- _What is being asked_
Quote, word for word, every line starting at the line that contains "Target: white shelf" and ending with the last line of the records; include both of these lines and no others.

(Point labeling examples)
"""

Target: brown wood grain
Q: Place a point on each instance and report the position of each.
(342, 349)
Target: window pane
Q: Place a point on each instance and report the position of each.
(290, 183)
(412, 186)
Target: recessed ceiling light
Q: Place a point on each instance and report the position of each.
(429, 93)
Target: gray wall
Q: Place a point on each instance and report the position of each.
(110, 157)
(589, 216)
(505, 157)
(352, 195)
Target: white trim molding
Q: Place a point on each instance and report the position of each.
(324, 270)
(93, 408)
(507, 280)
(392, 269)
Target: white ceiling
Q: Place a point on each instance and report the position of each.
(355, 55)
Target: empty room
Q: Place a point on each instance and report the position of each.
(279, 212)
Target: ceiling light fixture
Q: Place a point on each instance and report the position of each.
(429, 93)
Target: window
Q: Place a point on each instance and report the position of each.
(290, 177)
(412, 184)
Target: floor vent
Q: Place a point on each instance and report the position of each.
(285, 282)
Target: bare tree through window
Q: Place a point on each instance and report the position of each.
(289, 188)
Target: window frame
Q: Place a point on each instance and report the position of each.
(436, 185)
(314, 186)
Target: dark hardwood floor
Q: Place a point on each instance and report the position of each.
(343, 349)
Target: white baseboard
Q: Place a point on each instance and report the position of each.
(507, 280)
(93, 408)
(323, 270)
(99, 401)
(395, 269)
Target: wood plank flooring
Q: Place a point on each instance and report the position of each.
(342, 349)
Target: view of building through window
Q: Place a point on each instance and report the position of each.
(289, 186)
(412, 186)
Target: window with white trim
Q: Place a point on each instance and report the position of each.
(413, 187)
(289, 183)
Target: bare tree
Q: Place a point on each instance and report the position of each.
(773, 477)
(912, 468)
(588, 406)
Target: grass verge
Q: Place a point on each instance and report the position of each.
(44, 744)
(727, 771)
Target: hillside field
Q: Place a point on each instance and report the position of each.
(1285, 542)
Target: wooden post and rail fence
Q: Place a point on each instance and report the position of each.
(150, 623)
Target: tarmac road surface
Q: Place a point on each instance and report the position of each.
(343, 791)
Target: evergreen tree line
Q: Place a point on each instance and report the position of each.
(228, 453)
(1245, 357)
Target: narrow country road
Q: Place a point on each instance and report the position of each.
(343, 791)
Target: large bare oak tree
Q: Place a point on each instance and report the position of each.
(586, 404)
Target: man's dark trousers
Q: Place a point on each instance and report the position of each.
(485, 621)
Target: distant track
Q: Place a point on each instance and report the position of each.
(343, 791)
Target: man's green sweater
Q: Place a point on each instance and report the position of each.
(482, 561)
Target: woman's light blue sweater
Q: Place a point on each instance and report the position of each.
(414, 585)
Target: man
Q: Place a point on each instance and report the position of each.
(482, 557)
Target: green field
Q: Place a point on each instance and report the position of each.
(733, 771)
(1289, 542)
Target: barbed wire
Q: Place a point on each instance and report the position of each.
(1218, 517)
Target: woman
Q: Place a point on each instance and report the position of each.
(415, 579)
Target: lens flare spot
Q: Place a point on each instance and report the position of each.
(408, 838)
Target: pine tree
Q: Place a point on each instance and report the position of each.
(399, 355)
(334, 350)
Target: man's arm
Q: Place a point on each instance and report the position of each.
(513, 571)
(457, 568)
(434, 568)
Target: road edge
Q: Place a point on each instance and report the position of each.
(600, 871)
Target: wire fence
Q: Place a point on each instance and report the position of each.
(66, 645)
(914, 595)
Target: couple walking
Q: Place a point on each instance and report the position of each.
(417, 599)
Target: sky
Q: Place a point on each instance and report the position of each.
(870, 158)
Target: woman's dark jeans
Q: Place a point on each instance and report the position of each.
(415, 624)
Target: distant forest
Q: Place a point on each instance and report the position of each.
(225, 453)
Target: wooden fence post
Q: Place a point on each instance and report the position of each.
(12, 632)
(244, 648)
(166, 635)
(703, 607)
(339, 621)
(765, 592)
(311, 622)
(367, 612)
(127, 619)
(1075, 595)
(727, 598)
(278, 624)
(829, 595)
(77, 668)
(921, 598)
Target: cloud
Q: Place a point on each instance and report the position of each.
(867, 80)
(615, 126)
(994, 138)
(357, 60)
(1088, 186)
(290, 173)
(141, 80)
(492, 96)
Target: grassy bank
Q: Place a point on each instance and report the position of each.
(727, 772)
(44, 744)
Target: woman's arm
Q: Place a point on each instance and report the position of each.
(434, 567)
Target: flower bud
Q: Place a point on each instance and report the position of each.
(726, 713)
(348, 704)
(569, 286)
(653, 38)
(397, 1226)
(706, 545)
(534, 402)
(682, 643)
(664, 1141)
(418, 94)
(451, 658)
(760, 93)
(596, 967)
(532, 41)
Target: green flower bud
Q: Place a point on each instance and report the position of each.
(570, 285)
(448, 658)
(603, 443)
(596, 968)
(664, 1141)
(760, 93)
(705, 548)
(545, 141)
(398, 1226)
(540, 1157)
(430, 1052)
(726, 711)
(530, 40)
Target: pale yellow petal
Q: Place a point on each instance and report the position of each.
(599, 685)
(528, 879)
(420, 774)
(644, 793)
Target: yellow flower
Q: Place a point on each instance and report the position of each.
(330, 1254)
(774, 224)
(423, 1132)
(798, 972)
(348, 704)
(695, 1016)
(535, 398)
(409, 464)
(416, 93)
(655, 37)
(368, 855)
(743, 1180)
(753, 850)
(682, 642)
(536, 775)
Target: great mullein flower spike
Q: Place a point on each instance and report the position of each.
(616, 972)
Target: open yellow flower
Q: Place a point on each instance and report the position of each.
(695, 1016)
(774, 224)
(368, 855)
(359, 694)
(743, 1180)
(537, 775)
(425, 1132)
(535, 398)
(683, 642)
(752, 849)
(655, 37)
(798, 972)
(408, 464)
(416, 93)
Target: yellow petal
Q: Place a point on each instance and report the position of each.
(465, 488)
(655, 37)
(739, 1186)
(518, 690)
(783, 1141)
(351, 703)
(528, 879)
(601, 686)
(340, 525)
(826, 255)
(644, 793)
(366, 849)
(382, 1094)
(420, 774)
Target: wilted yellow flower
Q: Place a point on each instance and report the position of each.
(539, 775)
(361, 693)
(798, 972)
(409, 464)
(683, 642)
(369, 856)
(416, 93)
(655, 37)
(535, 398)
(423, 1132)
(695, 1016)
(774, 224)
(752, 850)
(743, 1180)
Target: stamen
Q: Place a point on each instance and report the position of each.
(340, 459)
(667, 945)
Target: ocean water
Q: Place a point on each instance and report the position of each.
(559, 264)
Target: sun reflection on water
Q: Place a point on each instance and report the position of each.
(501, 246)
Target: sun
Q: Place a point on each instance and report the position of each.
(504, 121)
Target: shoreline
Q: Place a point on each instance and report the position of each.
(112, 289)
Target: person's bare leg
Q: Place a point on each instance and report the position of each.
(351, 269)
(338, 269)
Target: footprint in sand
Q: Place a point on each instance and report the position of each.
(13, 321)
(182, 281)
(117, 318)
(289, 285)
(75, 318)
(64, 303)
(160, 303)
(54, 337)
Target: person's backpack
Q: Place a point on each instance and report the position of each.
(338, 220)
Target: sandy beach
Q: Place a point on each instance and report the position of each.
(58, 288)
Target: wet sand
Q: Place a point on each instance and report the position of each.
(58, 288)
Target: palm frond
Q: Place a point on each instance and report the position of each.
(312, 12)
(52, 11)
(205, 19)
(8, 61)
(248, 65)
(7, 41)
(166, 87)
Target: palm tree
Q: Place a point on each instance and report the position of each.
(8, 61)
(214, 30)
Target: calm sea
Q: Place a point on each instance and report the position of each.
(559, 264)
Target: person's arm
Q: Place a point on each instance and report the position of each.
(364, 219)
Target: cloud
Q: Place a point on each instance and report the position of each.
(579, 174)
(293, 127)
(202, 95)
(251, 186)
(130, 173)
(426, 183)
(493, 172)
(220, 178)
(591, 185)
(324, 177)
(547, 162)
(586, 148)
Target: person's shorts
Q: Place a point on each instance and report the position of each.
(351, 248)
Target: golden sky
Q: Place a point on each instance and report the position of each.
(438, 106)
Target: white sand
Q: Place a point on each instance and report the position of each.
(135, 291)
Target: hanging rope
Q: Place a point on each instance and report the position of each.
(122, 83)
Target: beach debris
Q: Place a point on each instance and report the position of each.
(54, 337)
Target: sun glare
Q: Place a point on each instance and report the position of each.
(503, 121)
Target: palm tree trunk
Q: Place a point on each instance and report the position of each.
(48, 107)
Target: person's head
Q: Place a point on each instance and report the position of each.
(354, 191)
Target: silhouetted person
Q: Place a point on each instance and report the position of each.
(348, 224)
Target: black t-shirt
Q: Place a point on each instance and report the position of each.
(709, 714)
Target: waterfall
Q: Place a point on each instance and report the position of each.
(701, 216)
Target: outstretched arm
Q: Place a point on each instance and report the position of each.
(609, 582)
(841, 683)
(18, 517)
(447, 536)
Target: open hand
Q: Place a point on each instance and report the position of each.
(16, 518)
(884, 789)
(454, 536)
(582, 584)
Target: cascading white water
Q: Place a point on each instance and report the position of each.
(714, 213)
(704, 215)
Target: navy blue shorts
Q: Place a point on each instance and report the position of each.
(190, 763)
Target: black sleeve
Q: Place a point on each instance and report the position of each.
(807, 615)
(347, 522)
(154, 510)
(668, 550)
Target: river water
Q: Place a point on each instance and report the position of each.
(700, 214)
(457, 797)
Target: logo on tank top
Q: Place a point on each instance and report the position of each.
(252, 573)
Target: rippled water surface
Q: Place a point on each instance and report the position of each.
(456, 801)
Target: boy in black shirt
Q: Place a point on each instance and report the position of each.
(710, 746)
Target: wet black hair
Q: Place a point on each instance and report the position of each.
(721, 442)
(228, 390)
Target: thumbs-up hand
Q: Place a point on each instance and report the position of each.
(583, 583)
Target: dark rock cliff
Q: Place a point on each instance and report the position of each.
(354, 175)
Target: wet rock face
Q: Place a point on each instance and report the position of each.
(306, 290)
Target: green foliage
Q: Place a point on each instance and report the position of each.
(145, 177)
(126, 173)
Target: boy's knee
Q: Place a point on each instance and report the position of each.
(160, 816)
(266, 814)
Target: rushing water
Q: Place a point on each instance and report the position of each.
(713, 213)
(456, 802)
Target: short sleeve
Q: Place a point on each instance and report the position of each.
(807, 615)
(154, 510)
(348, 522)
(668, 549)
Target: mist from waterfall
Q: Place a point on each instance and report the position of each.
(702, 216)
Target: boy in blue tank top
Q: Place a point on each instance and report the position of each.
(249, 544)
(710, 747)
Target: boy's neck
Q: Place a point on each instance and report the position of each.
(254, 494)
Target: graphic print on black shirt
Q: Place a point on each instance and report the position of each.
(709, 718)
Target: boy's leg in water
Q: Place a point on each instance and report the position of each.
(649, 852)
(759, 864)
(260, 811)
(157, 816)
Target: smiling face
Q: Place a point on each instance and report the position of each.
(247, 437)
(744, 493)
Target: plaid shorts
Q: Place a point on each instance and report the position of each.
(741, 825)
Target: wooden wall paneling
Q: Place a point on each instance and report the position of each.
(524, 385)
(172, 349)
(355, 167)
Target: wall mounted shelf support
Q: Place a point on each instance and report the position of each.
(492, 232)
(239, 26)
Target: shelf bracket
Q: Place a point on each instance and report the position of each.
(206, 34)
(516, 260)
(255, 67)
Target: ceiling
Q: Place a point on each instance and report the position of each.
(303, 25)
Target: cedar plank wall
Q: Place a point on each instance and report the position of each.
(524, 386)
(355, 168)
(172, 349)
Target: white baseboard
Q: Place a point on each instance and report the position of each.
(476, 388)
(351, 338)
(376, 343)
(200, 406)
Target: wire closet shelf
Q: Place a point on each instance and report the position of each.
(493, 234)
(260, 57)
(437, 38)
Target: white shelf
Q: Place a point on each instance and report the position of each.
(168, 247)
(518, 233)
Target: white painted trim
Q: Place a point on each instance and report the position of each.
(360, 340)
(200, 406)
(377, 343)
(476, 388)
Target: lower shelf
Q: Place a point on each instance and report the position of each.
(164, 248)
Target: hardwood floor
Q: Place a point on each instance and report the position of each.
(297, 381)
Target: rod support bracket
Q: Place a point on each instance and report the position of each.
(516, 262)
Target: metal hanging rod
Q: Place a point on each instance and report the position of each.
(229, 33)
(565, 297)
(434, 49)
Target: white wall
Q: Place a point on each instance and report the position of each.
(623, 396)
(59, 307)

"""

- _Solved exercise_
Target: white shelf
Q: Place a point on each instance and report the position of each.
(168, 247)
(518, 233)
Target: white painted trim
Q: Place a point on each instance and report the position of each.
(360, 340)
(200, 406)
(377, 343)
(476, 388)
Target: lower shelf
Q: Place a point on each instance and report the position of each.
(164, 248)
Target: hardwood floor
Q: Place a point on each instance and report the position of each.
(297, 381)
Target: rod support bracket
Q: Place a point on each instance and report the position of each.
(516, 262)
Target: metal hanging rod
Q: Place a point on each instance and report the position of each.
(229, 33)
(565, 297)
(434, 49)
Target: white wall
Q: Place a point on each instance and report the position of each.
(623, 396)
(59, 307)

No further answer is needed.